→ Reading passage
(begin)

Officially, the Kazakh nuclear energy agency said Rosatom will lead an international consortium building the plant, but most experts regard it as highly unlikely that other major, especially western, companies would join.

Kazakhstan’s Soviet-built nuclear plant on the Caspian was decommissioned in 1999 and since then there has been talk of building a new one, though the discussions intensified after President Kassym-Jomart Tokayev came to power in 2019. 

Proponents cite the need to reduce Kazakhstan’s energy deficit, which the government predicts could balloon from two gigawatts during peak hours in 2024 to seven gigawatts by 2030, while opponents have raised environmental and cost concerns.

Seventy-one percent of voters approved a referendum last October endorsing the construction of a new nuclear plant, and the Kazakh government published a shortlist of vendors in April, including Rosatom, China National Nuclear Corporation, France’s EDF and Korea Hydro & Nuclear Power.

Rosatom is slated to complete the project by 2036, and Kazakhstan will be paying for the plant long after that while further entwining Russia into the country’s energy supply.

It fits into Russia’s larger ambitions in a region increasingly turning toward China and, to a lesser extent, the rest of the world. 

In 2023, with Gazprom’s influence on the wane due to the war in Ukraine and western sanctions, Russian President Vladimir Putin signed a foreign policy document highlighting nuclear power’s role as a diplomatic tool. Subsequently, Central Asia has been a focus of Rosatom’s attention. 

Rosatom has secured a contract to build a nuclear power plant in Uzbekistan, and is in discussions with Bishkek about a plant in Kyrgyzstan.

Though Rosatom is not directly under sanctions, they could still drag out the construction timeline, and Russia’s troubles financing three coal-fired power plants under construction in Kazakhstan raise concerns about similar issues with the nuclear station, Chikanayev said. The opacity of the bidding process could also cause legal headaches, he added.

Yet, the consequences of spurning Rosatom may have influenced Astana.

“We still fear the Kremlin,” political analyst Dosym Satpayev said on the Hyperborei YouTube channel after the announcement.

The nuclear energy agency denied politics influenced the decision, saying it was only based on energy security and development, according to its press service

The pair of reactors will be built in the town of Ulken on the south end of Lake Balkhash, 325 kilometers northwest of Almaty, but how much it will cost and exactly how the financing provided by Russia will look remain unknown.

The price tag will be $15 billion at a minimum, but likely much more, and Kazakhstan will be paying back the Russian loans for a “very, very long time,” probably via electricity rates, Kazakh energy analyst Olzhas Baidildinov said in a June 16 interview.

(end)

→ What to work on
A: According to the passage on Kazakhstan's planned nuclear plant, where will the pair of reactors be built?
B: Continue the passage on Kazakhstan's planned nuclear plant, beginning after its final sentence.
The material placed after this point is not required for the work.

A block of data

(begin)

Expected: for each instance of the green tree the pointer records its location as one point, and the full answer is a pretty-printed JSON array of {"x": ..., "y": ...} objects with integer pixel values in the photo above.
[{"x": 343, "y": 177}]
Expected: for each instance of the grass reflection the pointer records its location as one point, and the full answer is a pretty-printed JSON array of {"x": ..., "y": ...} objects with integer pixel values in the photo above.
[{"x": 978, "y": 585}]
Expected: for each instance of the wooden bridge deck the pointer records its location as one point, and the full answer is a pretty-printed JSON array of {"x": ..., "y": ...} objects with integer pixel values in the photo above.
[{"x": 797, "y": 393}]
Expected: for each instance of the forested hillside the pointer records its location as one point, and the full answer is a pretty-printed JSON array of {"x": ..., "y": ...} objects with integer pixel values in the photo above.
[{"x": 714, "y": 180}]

(end)

→ Answers to each task
A: In the town of Ulken, on the south end of Lake Balkhash, 325 kilometers northwest of Almaty.

B:
Many opponents of the Rosatom plant point to the Akkuyu nuclear power plant, which Rosatom is building in Turkey and will own, as a warning, but Astana said in the wake of the announcement that it will not be following that example.

“The owner of the plant will be the Republic of Kazakhstan,” Satkaliyev, the chair of the nuclear energy agency, said in an interview with Vlast, a Kazakh media outlet, June 14. 

But picking Rosatom for the plant meant turning down China. 

The announcement that Rosatom had beaten out the state-owned China National Nuclear Corporation for the contract fell awkwardly two days before Chinese President Xi Jinping arrived in Astana for the second China-Central Asia summit. 

It was at the first such summit two years ago that China signaled a willingness to make considerable investments in the Central Asian energy sector, Satpayev, the political analyst, pointed out.

“When Rosatom’s interests were lobbied so actively, and Kazakhstan basically rewarded this lobbying, I think that this most likely left a certain unpleasant aftertaste for Beijing,” he said.

Kazakhstan is seeking to smooth things out with the announcement of a second plant, Satpayev said.

Details about the second plant are even more hazy than the first, especially how Kazakhstan will pay for two plants.

A nuclear agency statement on June 16 suggested current arrangement could be undone, if Russia’s help in financing can’t be secured on satisfactory terms. “If we talk about the general contract, it will be concluded after the signing of intergovernmental agreements between Kazakhstan and Russia on the main terms of cooperation and the provision of interstate export financing,” according to the statement.

During the China-Central Asia summit, Kazakh officials spoke almost as if they want to build the plants in tandem, with Deputy Prime Minister Roman Sklyar telling reporters that the second plant might even be completed before the first, depending on the technology used.

“No one will drag this out. By the fall, I think, there could already be some numbers, data, a site,” he said.